START SELECTED EXCERPT
Re: [RFC PATCH v2 0/9] mm: support zswap-backed large folio swapin

From: Fujunjie

Date: Sun May 31 2026 - 08:33:35 EST




On 5/30/2026 2:06 AM, Nhat Pham wrote:
> On Fri, May 29, 2026 at 5:17 AM fujunjie <fujunjie1@xxxxxx> wrote:
>>
>> Hi,
>>
>> This RFC explores large-folio swapin for ranges that are still fully backed
>> by zswap.
>>
>> Large swapin is currently disabled once zswap is in the picture. Anonymous
>> faults stop considering large orders after zswap has ever been enabled,
>> shmem does the same, and zswap_load() refuses large swapcache folios. That
>> keeps mixed zswap/disk cases safe, but it also loses the dense case where
>> every slot in an aligned 64K range is still resident in zswap.
>>
>> The series keeps the policy in common swapin code:
>>
>> - zswap reports backend facts and provides the large-folio load helper.
>> - swapin_sync() filters candidate orders by backend range.
>> - all-disk and zeromap ranges keep the existing Kairui large-swapin path.
>> - mixed zswap/disk ranges stay order-0.
>> - all-zswap ranges may use a 64K folio after locality admission.
>> - anon provides locality evidence from VMA hints and PTE young density.
>> - shmem starts with explicit VMA-hint evidence only.
>> - swap readahead uses its existing VMA/cluster window as locality
>> evidence; it does not also run the anon PTE-young rule.
>>
>> The backend range probe is only a snapshot. If the backend changes after a
>> fresh large swapcache folio is allocated, the common path drops that folio
>> and falls back to order-0. zswap_load() can also return -EAGAIN for the
>> same retry path. If a late fault retry keeps the large folio in swapcache
>> instead of deleting it, the cgroup v1 memsw swap owner is committed before
>> returning.
>>
>> This is mTHP/large-folio swapin. The mappings installed by do_swap_page()
>> are still PTE mappings, not PMD mappings. The expected win is fewer faults,
>> batched PTE/rmap work, and preserving the large folio across zswapin
>> instead of rebuilding the working set as order-0 pages.
>>
>> Prior art: Usama Arif posted a related RFC on 2024-10-18:
>>
>> mm: zswap: add support for zswapin of large folios
>> https://lore.kernel.org/linux-mm/20241018105026.2521366-1-usamaarif642@xxxxxxxxx/
>>
>> This RFC keeps the same broad goal, but moves admission into common swapin
>> code. zswap does not decide the policy. Mixed zswap/disk ranges are
>> rejected before large IO, and the first cap is 64K.
>>
>> This is a rewrite of the RFC posted on 2026-05-08:
>>
>> [RFC PATCH 0/5] mm: support zswap-backed anonymous large folio swapin
>> https://lore.kernel.org/linux-mm/tencent_8B437BE4F586C162950BF71954316C1EDB05@xxxxxx/
>>
>> The v1 series was anonymous-only and kept too much of the policy near the
>> anon fault and zswap paths. This version is rebuilt on top of Kairui Song's
>> common swapin infrastructure. It keeps admission in common swapin code,
>> rejects mixed zswap/disk large ranges, and adds separate locality producers
>> for anon, shmem and swap readahead.
END SELECTED EXCERPT
START MATERIAL PROVIDED
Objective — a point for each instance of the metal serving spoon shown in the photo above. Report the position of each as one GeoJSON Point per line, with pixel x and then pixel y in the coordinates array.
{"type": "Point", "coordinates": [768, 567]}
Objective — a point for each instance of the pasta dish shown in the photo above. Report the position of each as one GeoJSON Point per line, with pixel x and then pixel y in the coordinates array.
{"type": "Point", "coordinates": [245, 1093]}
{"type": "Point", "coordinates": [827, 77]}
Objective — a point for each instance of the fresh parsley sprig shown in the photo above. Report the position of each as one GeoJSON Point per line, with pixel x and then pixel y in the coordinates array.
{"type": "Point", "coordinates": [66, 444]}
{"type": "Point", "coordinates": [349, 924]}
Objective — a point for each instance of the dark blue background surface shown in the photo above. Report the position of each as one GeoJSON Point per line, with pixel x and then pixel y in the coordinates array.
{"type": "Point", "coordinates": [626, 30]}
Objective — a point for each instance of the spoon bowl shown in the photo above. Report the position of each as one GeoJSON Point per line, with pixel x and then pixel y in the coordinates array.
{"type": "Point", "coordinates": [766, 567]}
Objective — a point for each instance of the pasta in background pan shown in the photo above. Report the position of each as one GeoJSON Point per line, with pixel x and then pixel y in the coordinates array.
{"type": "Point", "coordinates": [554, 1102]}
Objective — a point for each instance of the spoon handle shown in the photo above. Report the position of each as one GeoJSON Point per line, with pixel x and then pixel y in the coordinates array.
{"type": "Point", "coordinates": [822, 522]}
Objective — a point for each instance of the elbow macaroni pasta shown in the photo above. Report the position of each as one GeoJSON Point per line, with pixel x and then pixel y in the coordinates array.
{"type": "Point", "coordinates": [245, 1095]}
END MATERIAL PROVIDED
Please continue the mailing-list reply on zswap-backed large folio swapin, picking up right after its last sentence.

:: EXERCISE OUTPUT ::
>>
>> Performance and behavior
>> ========================
>>
>> The A/B tables are 10-run measurements. Elapsed values are seconds,
>> shown as mean +/- sample standard deviation. "phase" or "refault" is the
>> measured refault subphase. "zswpin" counts zswap loads. "pswpin" counts
>> swap-ins from the real swap device; pswpin=0 means the refaults were served
>> by zswap even when a disk swap device was configured. "RFC 64K" is the mean
>> number of successful 64K swapins.
>>
>> The numbers below show where the large path is used and where it is
>> rejected.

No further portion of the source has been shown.